ACTION ITEM —
What is needed is an exact copy of the records below, minus any pictures.

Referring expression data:
━━━━━━━━━━━━━━━━━━━━

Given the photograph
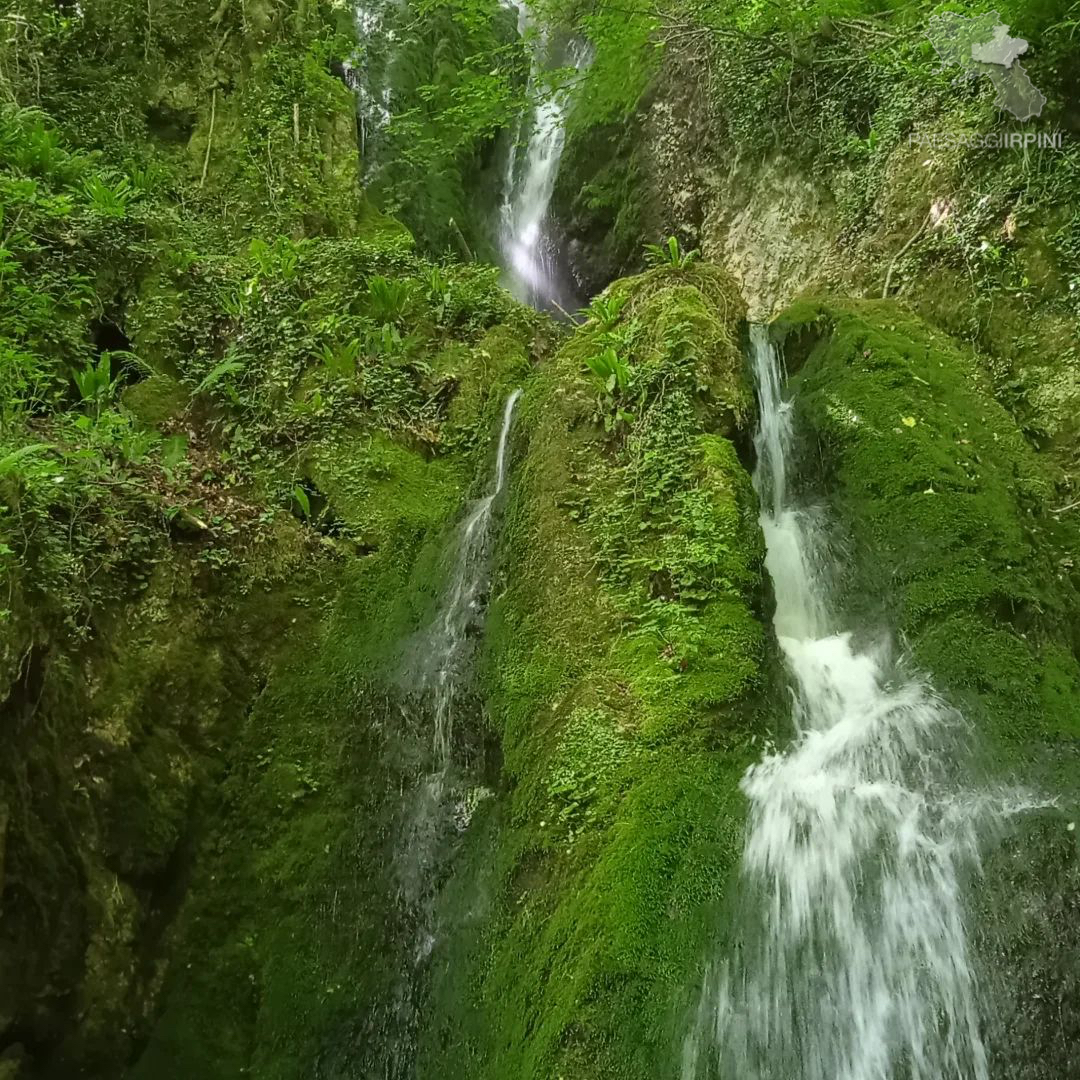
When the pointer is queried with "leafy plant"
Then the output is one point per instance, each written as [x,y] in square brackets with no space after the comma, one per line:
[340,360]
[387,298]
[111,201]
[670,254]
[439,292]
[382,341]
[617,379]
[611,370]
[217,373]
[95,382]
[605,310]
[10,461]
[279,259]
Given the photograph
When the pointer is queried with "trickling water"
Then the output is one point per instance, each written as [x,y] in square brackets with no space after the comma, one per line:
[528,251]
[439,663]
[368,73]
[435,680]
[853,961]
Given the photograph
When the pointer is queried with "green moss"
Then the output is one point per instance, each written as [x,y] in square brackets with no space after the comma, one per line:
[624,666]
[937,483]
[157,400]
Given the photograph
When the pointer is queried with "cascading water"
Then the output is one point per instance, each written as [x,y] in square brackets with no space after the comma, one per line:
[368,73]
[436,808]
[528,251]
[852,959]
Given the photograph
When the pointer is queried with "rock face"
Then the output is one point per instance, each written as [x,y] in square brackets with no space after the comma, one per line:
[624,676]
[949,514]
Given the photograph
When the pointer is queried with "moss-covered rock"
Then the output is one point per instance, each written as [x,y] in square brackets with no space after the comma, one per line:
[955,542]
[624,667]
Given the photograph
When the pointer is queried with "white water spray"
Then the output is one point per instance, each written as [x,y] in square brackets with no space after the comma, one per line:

━━━━━━━━━━━━━━━━━━━━

ANSWER FOR THE TASK —
Given the photograph
When the pointer is queried with "leafy plant"
Then the output is one point per instance, each written as [x,y] in square brackets with no space after the comma, one per line:
[340,360]
[387,298]
[111,201]
[670,254]
[439,292]
[382,341]
[617,379]
[611,370]
[217,373]
[95,382]
[605,310]
[10,461]
[279,259]
Given the photograph
When the pointer is queried with "trickling water"
Then the output is one point per instance, each written as [x,y] in square brackets with no space after the comma, one per line:
[528,251]
[439,663]
[368,73]
[435,680]
[853,961]
Given the photograph
When the pointer is queried with "green moss"
Then the output is one point per instance, each written as [x,y] in square brackets with no space after the comma, one per line:
[624,666]
[937,483]
[157,400]
Given the photograph
When the pointer is queried with "cascading water"
Then the output is one point per instance, each written as [x,y] in square brackets with no space after the comma, one per line:
[368,73]
[436,808]
[528,251]
[852,959]
Given the photograph
When the pointer is queried with "rock face"
Then the output is one point per instance, each written as [x,y] in square brackets with no space after the comma, one per line:
[624,676]
[949,514]
Given the photograph
When the pointer is queried with "moss-covered rock"
Then the output is one point per instance, each written as [x,y] in square brackets with no space after the comma, one per line:
[955,542]
[624,667]
Given the photograph
When the pointer is queried with "white water spray"
Then the output is one point per instance, each written as [x,y] in square brackets with no space after the comma, one per line:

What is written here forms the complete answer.